◆ EXTRAHIERTER TEXT:
Er spricht über irregeleitete Mitbewerber, klassische Sommerlochthemen und unberechenbare Altstoffmärkte.

(+) plus: Man hat das Gefühl, der Wettbewerb am Altstoff- und Entsorgungsmarkt in Österreich wird härter. Übernahmegerüchte werden gestreut und einstweilige Verfügungen erwirkt. Wie bewerten Sie das aktuelle Marktgeschehen?
Werner Knausz: Generell ist es so, dass Wettbewerb den Markt belebt. Wir haben Respekt vor unseren Mitbewerbern, haben aber keine Angst. Wir sind seit vielen Jahren sehr gut aufgestellt, haben fähige Mitarbeiter und jede Menge Know-how. Wir bieten ein sehr gutes Service auf sehr hohem Niveau. Dazu bieten wir unseren Kunden laufend Tarifsenkungen. In so einem Markt Fuß zu fassen, ist nicht einfach. Das ist auch der Grund, warum unsere Mitbewerber von Zeit zu Zeit vom rechten Weg abkommen und Angebote beim Kunden legen, die sie dann nicht einhalten können. Es gibt Fälle, wo seit Jahren fleißig kassiert wird, aber noch nichts entsorgt wurde. Das stößt naturgemäß auf wenig Gegenliebe und führt dazu, dass die Kunden in absehbarer Zeit wieder zurückkehren. Unfair ist dabei vor allem die Tatsache, dass jemand kassiert, aber jemand anderer die Leistung erbringt, nämlich wir. Das ist natürlich für die ARA traurig, aber auch für die Kunden, die das Ganze bezahlen.

◆ MATERIAL ZUR AUFGABE:
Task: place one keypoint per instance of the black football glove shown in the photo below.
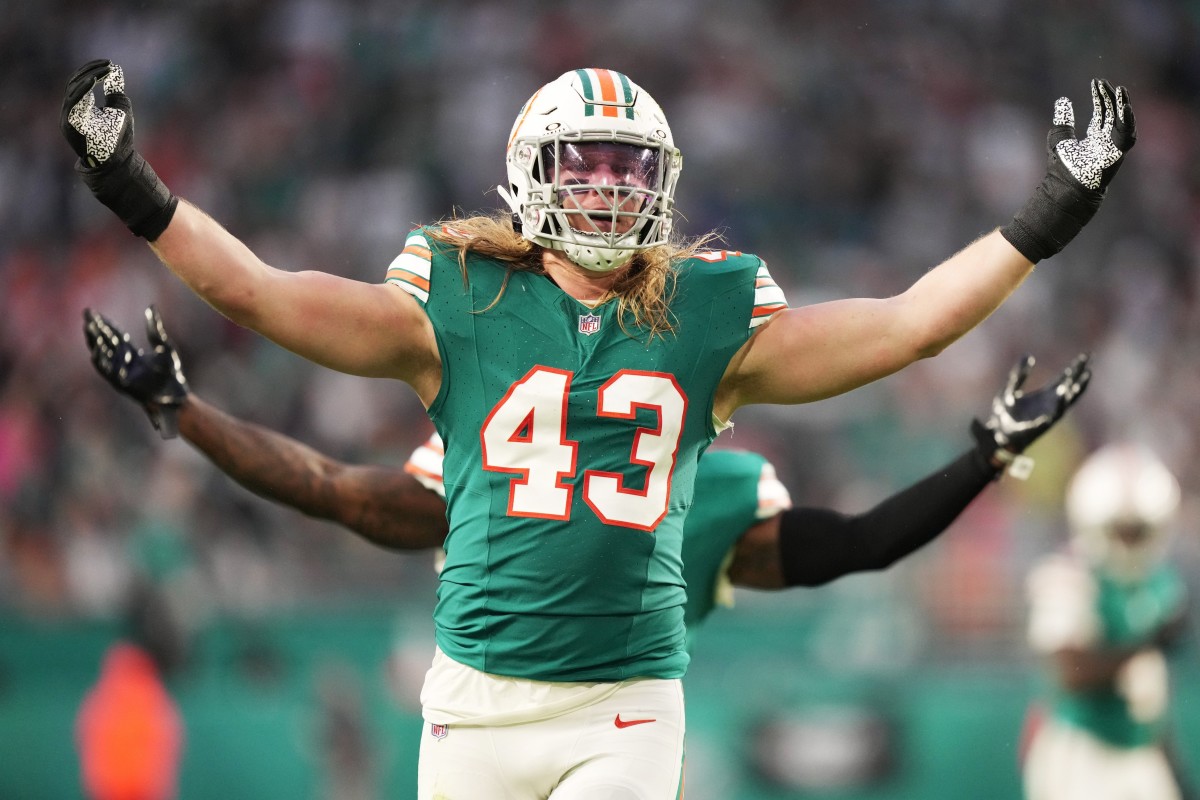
(1078, 173)
(154, 379)
(1019, 417)
(103, 139)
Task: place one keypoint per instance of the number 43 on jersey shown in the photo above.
(527, 433)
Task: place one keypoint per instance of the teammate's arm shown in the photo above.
(348, 325)
(799, 355)
(809, 547)
(384, 505)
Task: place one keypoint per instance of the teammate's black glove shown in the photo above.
(103, 139)
(1079, 172)
(1018, 417)
(154, 379)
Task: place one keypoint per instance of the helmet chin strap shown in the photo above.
(598, 259)
(588, 257)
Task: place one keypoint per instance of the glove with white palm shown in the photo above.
(154, 379)
(103, 139)
(1019, 417)
(1078, 173)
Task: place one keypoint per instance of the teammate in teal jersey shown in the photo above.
(1102, 614)
(577, 359)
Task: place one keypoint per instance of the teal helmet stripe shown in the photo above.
(589, 108)
(628, 91)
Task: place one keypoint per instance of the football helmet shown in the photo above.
(592, 169)
(1121, 505)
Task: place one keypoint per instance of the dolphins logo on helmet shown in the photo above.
(1121, 504)
(592, 169)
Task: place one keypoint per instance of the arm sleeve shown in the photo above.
(819, 545)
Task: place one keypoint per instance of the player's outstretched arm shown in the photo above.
(809, 547)
(385, 506)
(801, 354)
(342, 324)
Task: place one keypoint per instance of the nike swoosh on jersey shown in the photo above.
(625, 723)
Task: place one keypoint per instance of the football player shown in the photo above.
(576, 359)
(1102, 614)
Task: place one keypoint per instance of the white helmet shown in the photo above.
(592, 169)
(1121, 504)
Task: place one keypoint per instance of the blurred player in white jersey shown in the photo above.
(1102, 615)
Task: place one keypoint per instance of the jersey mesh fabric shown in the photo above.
(568, 595)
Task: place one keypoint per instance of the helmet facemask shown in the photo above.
(1121, 505)
(594, 184)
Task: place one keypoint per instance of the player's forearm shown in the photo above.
(960, 293)
(267, 463)
(817, 546)
(385, 506)
(214, 264)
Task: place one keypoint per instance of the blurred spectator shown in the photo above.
(129, 731)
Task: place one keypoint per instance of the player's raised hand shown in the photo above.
(1019, 417)
(1093, 160)
(1078, 173)
(102, 138)
(154, 379)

◆ ZU ERLEDIGEN:
• A. Gib aus der Liste alles von der Zeile mit „Task: place one keypoint per instance of the blurred player“ bis hinunter zum Ende der Liste unverändert wieder, beide Grenzen eingeschlossen.
• B. Führe bitte das Interview über den österreichischen Altstoff- und Entsorgungsmarkt im Anschluss an seinen letzten Satz weiter.

◆ ANTWORTEN PRO AUFGABE:
• A.
Task: place one keypoint per instance of the blurred player in white jersey shown in the photo above.
(1102, 615)
Task: place one keypoint per instance of the jersey mesh fabric shown in the photo above.
(568, 595)
Task: place one keypoint per instance of the helmet facemask shown in the photo above.
(1121, 505)
(594, 184)
Task: place one keypoint per instance of the player's forearm shown in the photo above.
(960, 293)
(267, 463)
(817, 546)
(385, 506)
(214, 264)
Task: place one keypoint per instance of the blurred spectator shown in the photo above.
(129, 731)
Task: place one keypoint per instance of the player's raised hand shown in the photo above.
(1019, 417)
(1093, 160)
(1078, 173)
(102, 138)
(154, 379)

• B.
(+) plus: Wie läuft das konkret ab?
Knausz: Das Problem ist das Prinzip der Produzentenverantwortung. Wenn Sie bei einem normalen Geschäftsvorgang fünf Kilo Obst bestellen, aber nur vier Kilo bekommen, dann bezahlen Sie auch nur vier Kilo. Bei der Produzentenverantwortung ist das anders, da gibt es diesen direkten Leistungsaustausch nicht. Da kann offensichtlich jahrelang kassiert werden, ohne eine Gegenleis­tung zu erbringen.

(+) plus: Wie wirkt sich der Wettbewerb auf die österreichischen Unternehmen aus?
Knausz: Unsere Mitbewerber behaupten, dass die Tarife der ARA deshalb sinken, weil sie am Markt sind. Tatsache ist, dass wir die Tarife seit 1995 um 60 % gesenkt haben – und da war von Wettbewerb noch lange keine Rede.   

(+) plus: Zumindest hat der Wettbewerb dazu geführt, dass plötzlich Übernahmegerüchte die Runde machten?
Knausz: Das war eine typische Sommerlochgeschichte. Wenn ein neuer Player den Markt betritt und dann Gerüchte streut, dass er den Branchenprimus kaufen will, um so für mehr Wettbewerb zu sorgen, ist das nur noch skurril. Denn damit gäbe es ja einen Anbieter weniger und somit weniger Wettbewerb.
 
(+) plus: Nach der Krise haben Sie seit Anfang 2011 halbjährlich die Preise gesenkt. Mit welcher Preisentwicklung ist 2013 zu rechnen?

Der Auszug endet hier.